>>>>>

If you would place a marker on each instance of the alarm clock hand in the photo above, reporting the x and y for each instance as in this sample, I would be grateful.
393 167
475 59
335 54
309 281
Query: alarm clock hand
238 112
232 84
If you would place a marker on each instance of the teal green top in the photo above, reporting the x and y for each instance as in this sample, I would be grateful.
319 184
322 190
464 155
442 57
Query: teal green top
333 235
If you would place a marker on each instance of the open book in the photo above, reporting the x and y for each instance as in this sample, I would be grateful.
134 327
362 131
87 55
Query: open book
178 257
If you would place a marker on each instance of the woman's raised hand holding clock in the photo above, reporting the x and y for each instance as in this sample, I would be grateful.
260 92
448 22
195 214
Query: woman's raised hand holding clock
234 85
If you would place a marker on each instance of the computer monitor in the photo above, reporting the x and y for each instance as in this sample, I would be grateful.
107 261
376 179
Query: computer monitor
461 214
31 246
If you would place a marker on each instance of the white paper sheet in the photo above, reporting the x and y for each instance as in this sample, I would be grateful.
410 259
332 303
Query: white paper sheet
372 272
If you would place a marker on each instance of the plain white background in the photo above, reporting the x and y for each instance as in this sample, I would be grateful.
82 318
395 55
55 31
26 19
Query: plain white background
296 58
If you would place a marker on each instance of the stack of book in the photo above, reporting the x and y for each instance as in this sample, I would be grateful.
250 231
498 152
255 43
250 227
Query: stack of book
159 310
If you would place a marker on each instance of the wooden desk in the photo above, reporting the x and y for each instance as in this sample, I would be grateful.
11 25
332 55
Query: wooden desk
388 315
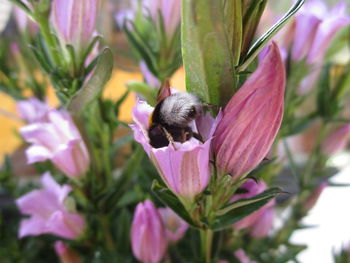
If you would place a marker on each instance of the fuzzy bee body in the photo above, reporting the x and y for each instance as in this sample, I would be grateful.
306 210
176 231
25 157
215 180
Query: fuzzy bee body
171 117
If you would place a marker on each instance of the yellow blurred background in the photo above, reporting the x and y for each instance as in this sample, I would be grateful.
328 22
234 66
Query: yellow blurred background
10 122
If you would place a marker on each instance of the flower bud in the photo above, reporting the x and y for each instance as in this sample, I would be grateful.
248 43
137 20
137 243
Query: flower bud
75 21
148 238
336 141
252 118
66 254
58 140
315 27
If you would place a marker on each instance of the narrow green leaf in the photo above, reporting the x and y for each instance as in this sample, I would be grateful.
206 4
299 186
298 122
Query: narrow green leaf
242 208
264 39
169 199
93 88
251 19
141 47
206 51
234 27
149 93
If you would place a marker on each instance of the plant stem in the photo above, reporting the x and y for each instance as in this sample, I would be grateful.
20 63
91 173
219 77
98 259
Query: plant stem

<<<<<

Copy out every line of the items above word for word, but leave out the pictures.

▶ **EXPECTED ANSWER**:
If you would place a marker on each instance of the alarm clock hand in the photo above, reporting the x and y for each instance as in this sample, I would be grateful.
393 167
475 59
335 54
309 281
Query: alarm clock hand
238 112
232 84
If you would place a marker on each instance of the teal green top in the photo above, reporting the x and y for each instance as in this sample, I would be grateful.
319 184
322 190
464 155
442 57
Query: teal green top
333 235
If you would place a marker on each instance of the open book in the photo above, reporting the x and y for each instance as in this sample, I would be grateful.
134 327
362 131
87 55
Query: open book
178 257
If you would place a marker on each instance of the woman's raised hand holding clock in the photo above, reporting the x and y for each instance as in this sample, I would be grateful.
260 92
448 22
195 214
Query: woman's raised hand holding clock
234 85
If you would place a marker on each instance of the computer monitor in the photo above, reporting the x and y for each instance as in this sample, I would be grateful.
107 261
376 179
Query: computer monitor
461 214
31 246
If you would place a marker on each instance of the white paper sheet in the photo above, reporting the x and y for each instance as in this sample, I would be grateful.
410 259
332 303
Query: white paper sheet
372 272
If you would place a marker on each instance of the plain white background in the photo above, reporting the x and y for each instance as in this sample, I would be grateful.
82 318
395 55
55 31
26 19
Query: plain white background
296 58
If you would place a marker on each instance of the stack of book in the photo above, reporting the x and y for each instance as in this sample, I would be grateful.
250 231
498 152
255 43
250 227
Query: stack of book
159 310
If you would place a marker on each instance of the wooden desk in the photo above, reporting the x and y for each instance as in this sample, I would be grateful.
11 25
332 55
Query: wooden desk
388 315
If you would place a marker on each instance of the fuzzy bee body in the photo above, reporting the x and y for each instance as in this sample, I would be grateful.
306 210
176 231
25 157
215 180
Query: fuzzy bee body
171 117
If you would place a marker on each instance of the yellow blurred background in the photo above, reporting the x and y for each instance as in this sample, I would be grateful.
328 22
234 66
Query: yellow blurred background
10 122
If you would place a marker on each instance of the flower bud in the photo above, reporting the x and y for each instance as in this sample, I would be grateful.
248 43
137 20
137 243
Query: flower bud
75 21
148 238
336 141
252 118
66 254
58 140
315 27
If you would place a marker on each instance of the narrow green leaf in the photo above, reporting the x and y for each instance as in this sample, I would be grateful.
206 4
299 186
298 122
Query: narrow green leaf
242 208
264 39
169 199
93 88
251 19
141 47
206 51
234 27
149 93
If you would place a marker on each instance of the plant stem in the photo above, reporting the x and y for each instance as in this sample, I would be grateful.
20 63
91 173
219 77
98 259
Query: plant stem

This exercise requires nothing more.